Write out every line of the records below as a numbered list, skipping blank lines. Leave out the pictures.
Start of Supplied material
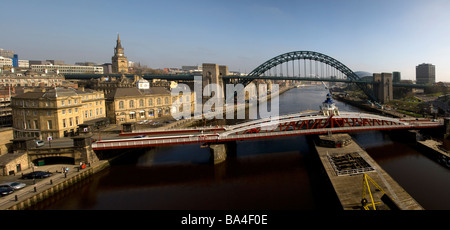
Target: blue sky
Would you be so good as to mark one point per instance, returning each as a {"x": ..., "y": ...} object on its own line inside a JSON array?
[{"x": 373, "y": 36}]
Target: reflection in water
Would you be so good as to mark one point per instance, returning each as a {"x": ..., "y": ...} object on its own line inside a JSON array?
[{"x": 269, "y": 174}]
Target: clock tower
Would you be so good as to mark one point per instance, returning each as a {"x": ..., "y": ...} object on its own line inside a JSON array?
[{"x": 119, "y": 61}]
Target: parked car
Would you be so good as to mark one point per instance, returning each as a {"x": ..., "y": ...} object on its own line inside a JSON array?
[
  {"x": 39, "y": 143},
  {"x": 6, "y": 190},
  {"x": 37, "y": 174},
  {"x": 15, "y": 185}
]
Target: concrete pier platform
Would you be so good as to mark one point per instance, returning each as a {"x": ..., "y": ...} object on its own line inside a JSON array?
[{"x": 346, "y": 165}]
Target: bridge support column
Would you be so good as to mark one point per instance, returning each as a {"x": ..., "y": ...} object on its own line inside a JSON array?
[
  {"x": 83, "y": 145},
  {"x": 219, "y": 152},
  {"x": 212, "y": 74},
  {"x": 447, "y": 128}
]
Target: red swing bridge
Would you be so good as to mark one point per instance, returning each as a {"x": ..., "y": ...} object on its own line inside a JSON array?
[{"x": 328, "y": 120}]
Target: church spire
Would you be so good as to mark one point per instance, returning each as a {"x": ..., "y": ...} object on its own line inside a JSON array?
[{"x": 118, "y": 45}]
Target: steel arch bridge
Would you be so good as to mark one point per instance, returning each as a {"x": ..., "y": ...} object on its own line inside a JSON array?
[{"x": 311, "y": 56}]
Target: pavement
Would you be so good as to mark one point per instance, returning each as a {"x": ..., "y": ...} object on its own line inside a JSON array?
[{"x": 34, "y": 186}]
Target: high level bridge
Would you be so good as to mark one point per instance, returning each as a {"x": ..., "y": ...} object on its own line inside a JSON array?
[
  {"x": 327, "y": 121},
  {"x": 296, "y": 65}
]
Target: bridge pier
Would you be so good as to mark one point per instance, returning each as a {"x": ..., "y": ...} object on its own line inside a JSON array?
[
  {"x": 219, "y": 152},
  {"x": 447, "y": 128}
]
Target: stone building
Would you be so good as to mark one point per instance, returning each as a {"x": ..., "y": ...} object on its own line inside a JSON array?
[
  {"x": 119, "y": 61},
  {"x": 55, "y": 112},
  {"x": 383, "y": 90},
  {"x": 132, "y": 104}
]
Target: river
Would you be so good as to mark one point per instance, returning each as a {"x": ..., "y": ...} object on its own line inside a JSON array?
[{"x": 270, "y": 174}]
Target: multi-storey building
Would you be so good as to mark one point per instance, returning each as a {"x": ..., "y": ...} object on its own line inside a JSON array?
[
  {"x": 425, "y": 74},
  {"x": 55, "y": 112},
  {"x": 6, "y": 53},
  {"x": 4, "y": 61},
  {"x": 142, "y": 102},
  {"x": 15, "y": 77},
  {"x": 68, "y": 69}
]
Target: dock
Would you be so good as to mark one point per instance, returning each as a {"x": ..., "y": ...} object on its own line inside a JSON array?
[
  {"x": 436, "y": 150},
  {"x": 350, "y": 170}
]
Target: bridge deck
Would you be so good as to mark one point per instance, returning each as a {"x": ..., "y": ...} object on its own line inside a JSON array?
[
  {"x": 349, "y": 187},
  {"x": 306, "y": 123}
]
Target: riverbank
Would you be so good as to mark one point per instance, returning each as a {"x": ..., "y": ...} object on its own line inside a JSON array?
[
  {"x": 347, "y": 165},
  {"x": 370, "y": 108},
  {"x": 38, "y": 190}
]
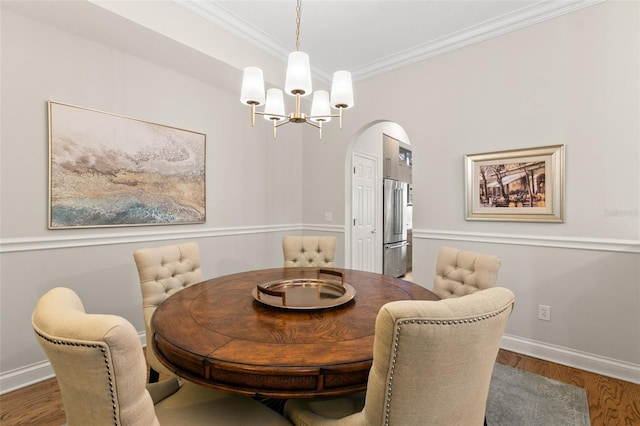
End of Supplied material
### Correct result
1. Target: blue sky
2. Would you be so good as to mark one point per instance, returning each as a {"x": ..., "y": ...} object on its own line inside a JSON array?
3. [{"x": 373, "y": 36}]
4. Target: reflection in water
5. Would you be so good as to mark one point per instance, returning each as a {"x": ..., "y": ...} object on its own line inside a JSON array?
6. [{"x": 269, "y": 174}]
7. Target: clock tower
8. Would you be so good as to mark one point per instance, returning each as a {"x": ..., "y": ...} object on its own line inside a JSON array?
9. [{"x": 119, "y": 61}]
10. Target: parked car
11. Would you be so good as to mark one point per instance, returning each as a {"x": ..., "y": ...} object on its own line inside a JSON array?
12. [
13.   {"x": 39, "y": 143},
14.   {"x": 6, "y": 190},
15.   {"x": 37, "y": 174},
16.   {"x": 15, "y": 185}
17. ]
18. Target: concrete pier platform
19. Would you be so good as to mark one point per instance, returning each as a {"x": ..., "y": ...} object on its own line inside a JSON array?
20. [{"x": 346, "y": 165}]
21. Target: bridge support column
22. Would you be so good as to mark one point per instance, returning each as a {"x": ..., "y": ...} object on its own line inside a JSON array?
23. [
24.   {"x": 83, "y": 145},
25.   {"x": 219, "y": 152},
26.   {"x": 212, "y": 74},
27.   {"x": 447, "y": 128}
28. ]
29. Target: red swing bridge
30. Would you be so good as to mark one point per instance, returning each as a {"x": ..., "y": ...} object on its own line inside a JSON array?
31. [{"x": 328, "y": 120}]
32. Target: church spire
33. Would you be so good as to mark one point per instance, returning each as a {"x": ..., "y": ...} object on its own line inside a JSON array?
34. [{"x": 118, "y": 45}]
35. Target: steel arch bridge
36. Would you be so good as to mark one point per instance, returning each as a {"x": ..., "y": ...} object on its own line inside a JSON array?
37. [{"x": 311, "y": 56}]
38. Target: pavement
39. Would you be so good as to mark one point per instance, returning each as a {"x": ..., "y": ...} object on its own line inside a JSON array?
40. [{"x": 34, "y": 186}]
41. Target: high level bridge
42. Would you be so good as to mark one point per instance, returning each as a {"x": ..., "y": ...} object on its own line inside a JSON array?
43. [
44.   {"x": 327, "y": 121},
45.   {"x": 296, "y": 65}
46. ]
47. Target: bridge pier
48. Would you be so good as to mark one point per instance, returning each as a {"x": ..., "y": ...} object on its own line inside a JSON array?
49. [
50.   {"x": 219, "y": 152},
51.   {"x": 447, "y": 128}
52. ]
53. Target: stone building
54. Would you be so good as to mark one point per instance, returning each as a {"x": ..., "y": ...} object on its own line inside a JSON array?
55. [
56.   {"x": 119, "y": 61},
57.   {"x": 55, "y": 112},
58.   {"x": 383, "y": 90},
59.   {"x": 132, "y": 104}
60. ]
61. Target: river
62. Would you be so good as to mark one point per instance, returning each as a {"x": ..., "y": ...} object on its own line inside a JSON array?
63. [{"x": 270, "y": 174}]
64. Target: multi-storey building
65. Would you be so good as to mark one point per instance, returning each as a {"x": ..., "y": ...} object on its own line inside a JSON array?
66. [
67.   {"x": 425, "y": 74},
68.   {"x": 55, "y": 112},
69.   {"x": 6, "y": 53},
70.   {"x": 4, "y": 61},
71.   {"x": 142, "y": 102},
72.   {"x": 15, "y": 77},
73.   {"x": 68, "y": 69}
74. ]
75. Target: dock
76. Would you be so good as to mark one point per instance, returning each as a {"x": ..., "y": ...} object on its own line inside a JSON array?
77. [
78.   {"x": 436, "y": 150},
79.   {"x": 350, "y": 170}
80. ]
81. Target: bridge deck
82. Would you be so good as to mark one point per instance, returning each as a {"x": ..., "y": ...} object on its own line inside a JSON array?
83. [
84.   {"x": 349, "y": 187},
85.   {"x": 306, "y": 123}
86. ]
87. Target: riverbank
88. Would you be so good as to mark one point per instance, returning each as a {"x": ..., "y": ...} object on its own line inside a JSON array?
89. [
90.   {"x": 347, "y": 165},
91.   {"x": 370, "y": 108},
92.   {"x": 38, "y": 190}
93. ]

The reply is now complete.